Passage cité:
———
Affirmer qu’il n’est de bons chiens que dans telle race est
une contre-vérité. Dire que telle race est supérieure à telle autre quant au
nez et à l’allure est une vérité dans certains cas, mais de valeur relative.
Établir une échelle de valeurs absolues entre diverses races est établir une
appréciation qui dépend du tempérament et des goûts de chacun, du terrain où
l’on chasse, de la façon de chasser et des aptitudes que l’on a à conduire un
chien d’arrêt. On peut aussi trouver des chiens de différentes races égaux en
qualités comme en défauts. Enfin, les qualités relatives d’un chien sont aussi
fonction de l’idée que s’en font les utilisateurs.
On peut diviser les chasseurs en deux grandes
catégories : ceux qui chassent en escouades disciplinées, encadrées et
orientées, c’est-à-dire la plupart des actionnaires des chasses privées, et
ceux qui chassent seuls et libres de leurs pas. Pour les premiers, l’usage d’un
chien d’arrêt nécessite un dressage strict ou une obéissance naturelle ;
un chien qui court d’un chasseur à l’autre gêne les voisins ; s’il force
le gibier, il compromet la chasse de tous ; un chien parfaitement dressé
se trouvera souvent en compagnie de chiens qui le sont moins ; il aura
vite fait de gambader avec ces derniers et de se rendre aussi insupportable
qu’eux ; trois ou quatre chiens indisciplinés (et tous le deviennent en
compagnie), qu’ils soient de grande ou courte quête, devant une ligne de
chasseurs sont pour ceux-ci un vrai fléau. D’ailleurs, ces chasseurs, opérant
pratiquement en battue, lèvent eux-mêmes la plupart du gibier sans le secours
d’un chien, et, pour un tel genre de chasse, un simple retriever paraît le
serviteur suffisant et le plus pratique.
———
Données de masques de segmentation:

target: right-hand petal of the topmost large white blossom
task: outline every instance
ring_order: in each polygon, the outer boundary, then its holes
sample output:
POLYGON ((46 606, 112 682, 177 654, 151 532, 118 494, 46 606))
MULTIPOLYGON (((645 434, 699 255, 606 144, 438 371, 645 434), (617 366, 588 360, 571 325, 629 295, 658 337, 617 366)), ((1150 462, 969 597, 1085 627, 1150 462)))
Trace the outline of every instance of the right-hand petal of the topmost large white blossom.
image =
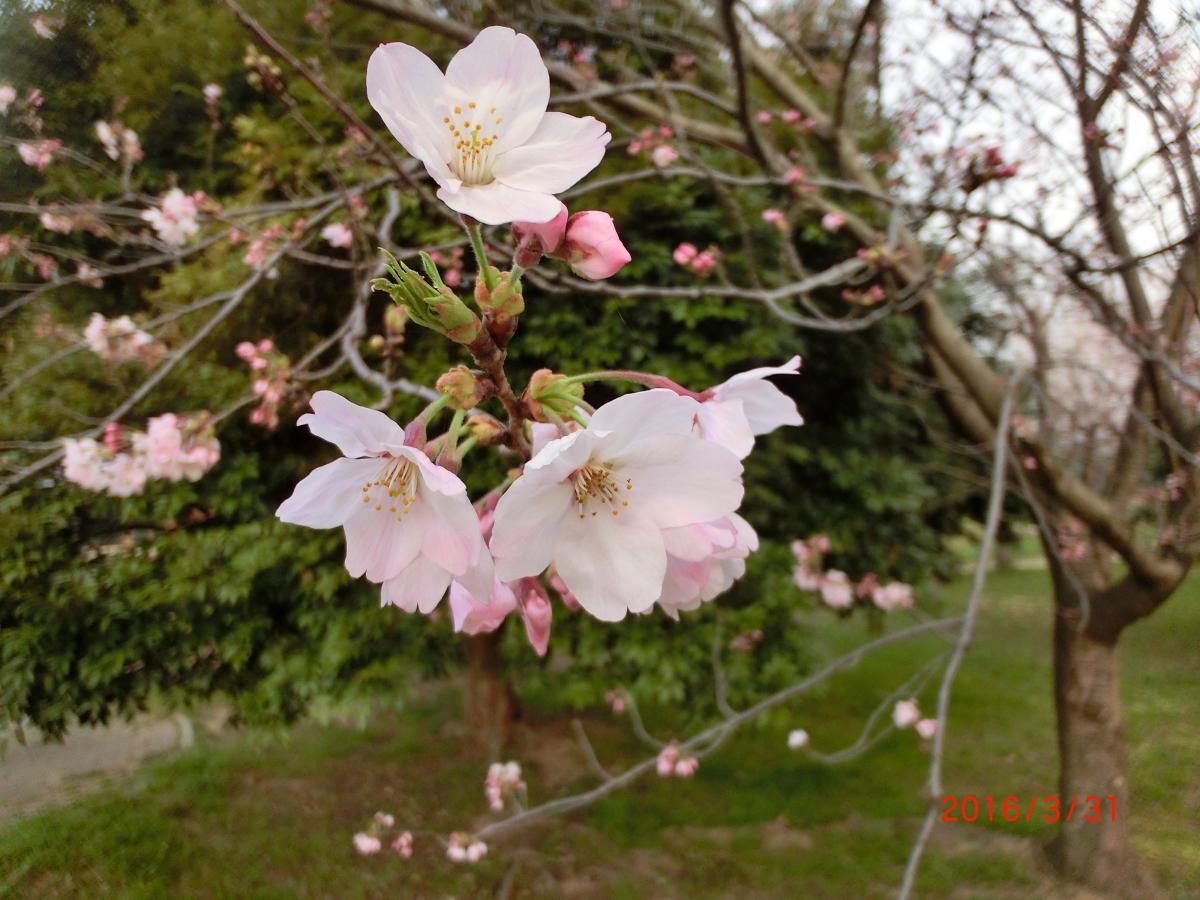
———
Consigne: Poursuivez le passage sur les chiens d'arrêt après sa dernière phrase. Les entrées n'ont aucun lien avec le passage sur les chiens d'arrêt.

Réponse à l'exercice:
Pour le chasseur ne pratiquant que ce genre de chasse en
plaine, le choix d’un chien d’arrêt importe donc assez peu, car tous seront
neuf fois sur dix insupportables pour la communauté. Au bois, pour cette chasse
en ligne, un chien est cependant fort utile pour lever les lapins et les
faisans blottis sous les ronciers ; seul un chien de quête très restreinte
est pratiquement supportable, et gare aux accidents ...
En vérité, le chien d’arrêt est destiné au chasseur chassant
seul ; il n’est pas un instrument collectif et perd toujours la plus
grande partie de ses qualités quand il se trouve en compagnie d’autres chiens,
fussent-ils tous bien dressés ; la jalousie est difficile à refréner. Le
chasseur et le chien doivent former une équipe complète, tous deux étant
étroitement liés par une compréhension mutuelle et totale. C’est faute d’y
parvenir qu’un chien est souvent sous-estimé ; c’est pour y parvenir qu’un
choix préalable s’impose. Ce choix se trouve simplifié pour le chasseur ne
pratiquant qu’un seul genre de chasse sur un même terrain, et il ne commettra
pas d’erreur de principe au départ en choisissant un galopeur s’il ne chasse
qu’en Beauce, un chien calme et bien fourré s’il ne chasse que dans les
marécages, ou un de ces chiens réputés aptes à toutes chasses, à tous gibiers
et tous terrains, et surnommés « bonnes à tout faire », s’il chasse
en terrains variés, accidentés, couverts et morcelés.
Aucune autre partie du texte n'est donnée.